**Aufgabe**
Beantworte drei Fragen zum Text über anthropologische Grundlagen der Bioethik:
1. Welcher Ort steht in Klammern hinter dem Namen Jan-Hendrik Heinrichs?
2. Welchen Begriff bezeichnet der Text als doppeldeutig?
3. Was gilt laut Text als zentrale These des Vortrages?

[Text zur Analyse]

Dr. Jan-Hendrik Heinrichs (Erfurt) - Curriculum Vitae
Gibt es anthropologische Grundlagen der Bioethik?

Abstract

Der Vortrag entwickelt ein systematisches Argument zum Verhältnis anthropologischer und bioethischer Theoriebildung. Er bewegt sich durchweg auf einer metatheoretischen Ebene, orientiert sich also an der Analyse der jeweiligen Disziplinen und ihrer Diskurse. Der Ertrag dieser metatheoretischen Diskussion ist für die jeweilige disziplinäre Theoriebildung insofern fruchtbar, als tatsächliche Abhängigkeiten zwischen den Diskursen offengelegt oder nur vermeintliche Abhängigkeiten aufgeklärt werden.

Die Argumentation baut auf der Feststellung auf, dass der Begriff „Anthropologische Grundlagen“ doppeldeutig ist. Einerseits bezieht man sich damit auf Eigenschaften und Fähigkeiten, die Individuen der Spezies Mensch meistens zukommen, und die in theoretischen Erwägungen über bioethische Fragen zu beachten sind. Andererseits bedeutet dieser Begriff auch eine allgemeine Theorie vom Menschen als Erkenntnis und Handlungssubjekt, deren Vorgaben in untergeordnete Theorien wie der Bioethik zu beachten seien.

Im ersten Sinne sind anthropologische Grundlagen der Bioethik deshalb unumgänglich, weil sie die Disziplin selbst individuieren. Bioethik ist keine bereichsindifferente ethische Theorie oder lediglich die Anwendung bereichsindifferenter ethischer Theorien. Vielmehr werden die Fragestellungen und damit zum Teil auch die disziplinären Grenzen der Bioethik durch die Thematisierung von primär biologischen Eigenschaften und Fähigkeiten des Menschen beeinflusst.

Als zentrale These des Vortrages wird gelten, dass es gemäß des zweiten Verständnisses keine anthropologischen Grundlagen der Bioethik gibt. Bestenfalls können anthropologische Aussagen dieses Typs als Teile der Bioethik auftreten, denen allerdings keine Grundlegungsfunktion zukommt.

[/Text zur Analyse]
[Entnommenes Material]

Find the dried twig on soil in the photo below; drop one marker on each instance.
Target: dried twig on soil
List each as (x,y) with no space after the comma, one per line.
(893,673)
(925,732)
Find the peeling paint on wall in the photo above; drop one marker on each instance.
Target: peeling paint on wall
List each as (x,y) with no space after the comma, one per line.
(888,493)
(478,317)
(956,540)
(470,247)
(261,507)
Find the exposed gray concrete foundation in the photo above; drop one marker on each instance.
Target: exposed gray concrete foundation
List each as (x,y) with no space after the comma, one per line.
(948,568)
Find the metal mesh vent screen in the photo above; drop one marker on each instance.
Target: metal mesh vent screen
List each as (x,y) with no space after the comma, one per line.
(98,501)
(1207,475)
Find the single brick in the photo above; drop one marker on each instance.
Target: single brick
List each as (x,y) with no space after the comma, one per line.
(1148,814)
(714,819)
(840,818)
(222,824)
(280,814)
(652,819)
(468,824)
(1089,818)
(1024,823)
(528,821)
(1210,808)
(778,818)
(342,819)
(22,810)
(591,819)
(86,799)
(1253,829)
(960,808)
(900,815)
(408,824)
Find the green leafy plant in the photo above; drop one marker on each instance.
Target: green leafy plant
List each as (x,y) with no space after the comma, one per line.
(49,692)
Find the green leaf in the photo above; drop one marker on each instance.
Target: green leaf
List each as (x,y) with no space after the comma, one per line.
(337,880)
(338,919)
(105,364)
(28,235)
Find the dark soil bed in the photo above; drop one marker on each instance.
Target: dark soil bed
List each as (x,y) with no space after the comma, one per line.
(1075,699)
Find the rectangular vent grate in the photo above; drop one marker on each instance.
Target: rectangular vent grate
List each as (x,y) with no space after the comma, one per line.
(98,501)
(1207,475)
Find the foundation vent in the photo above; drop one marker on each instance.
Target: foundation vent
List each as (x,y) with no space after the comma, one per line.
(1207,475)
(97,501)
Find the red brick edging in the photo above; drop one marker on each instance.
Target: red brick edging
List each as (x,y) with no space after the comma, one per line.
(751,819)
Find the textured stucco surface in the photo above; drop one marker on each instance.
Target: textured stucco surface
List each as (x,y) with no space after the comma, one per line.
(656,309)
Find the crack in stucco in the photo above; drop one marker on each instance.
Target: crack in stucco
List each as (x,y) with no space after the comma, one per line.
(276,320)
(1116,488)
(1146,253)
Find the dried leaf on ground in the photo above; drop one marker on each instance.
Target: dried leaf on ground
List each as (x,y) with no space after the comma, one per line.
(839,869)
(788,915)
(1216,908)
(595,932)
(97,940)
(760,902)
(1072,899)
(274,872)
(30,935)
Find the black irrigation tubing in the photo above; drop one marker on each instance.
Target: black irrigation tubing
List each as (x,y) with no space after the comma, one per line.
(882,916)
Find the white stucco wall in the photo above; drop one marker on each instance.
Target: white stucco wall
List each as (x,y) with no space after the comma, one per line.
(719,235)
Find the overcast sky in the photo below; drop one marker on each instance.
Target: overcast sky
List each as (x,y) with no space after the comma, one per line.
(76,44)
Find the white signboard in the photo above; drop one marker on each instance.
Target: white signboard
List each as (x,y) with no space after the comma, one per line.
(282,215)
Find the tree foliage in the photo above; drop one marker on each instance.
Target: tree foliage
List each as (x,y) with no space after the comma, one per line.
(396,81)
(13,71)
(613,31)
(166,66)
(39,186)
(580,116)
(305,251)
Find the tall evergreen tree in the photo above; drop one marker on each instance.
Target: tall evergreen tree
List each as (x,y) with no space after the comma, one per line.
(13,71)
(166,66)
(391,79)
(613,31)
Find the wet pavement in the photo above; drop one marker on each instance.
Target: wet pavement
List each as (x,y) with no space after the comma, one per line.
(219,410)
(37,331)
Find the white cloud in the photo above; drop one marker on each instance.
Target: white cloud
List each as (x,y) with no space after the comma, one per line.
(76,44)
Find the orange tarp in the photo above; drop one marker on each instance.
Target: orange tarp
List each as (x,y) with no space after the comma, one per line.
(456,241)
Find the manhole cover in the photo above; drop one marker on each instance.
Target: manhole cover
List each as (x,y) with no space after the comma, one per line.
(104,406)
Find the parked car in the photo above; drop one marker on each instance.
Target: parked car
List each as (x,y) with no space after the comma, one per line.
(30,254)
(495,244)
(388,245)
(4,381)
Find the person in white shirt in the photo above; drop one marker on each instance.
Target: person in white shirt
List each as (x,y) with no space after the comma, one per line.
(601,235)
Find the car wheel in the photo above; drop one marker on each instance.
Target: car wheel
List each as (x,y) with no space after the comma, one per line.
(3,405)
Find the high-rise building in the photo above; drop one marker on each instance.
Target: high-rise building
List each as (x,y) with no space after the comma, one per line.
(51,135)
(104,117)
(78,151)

[/Entnommenes Material]

**Antwort**
1. Erfurt
2. Den Begriff „Anthropologische Grundlagen“
3. Dass es gemäß dem zweiten Verständnis keine anthropologischen Grundlagen der Bioethik gibt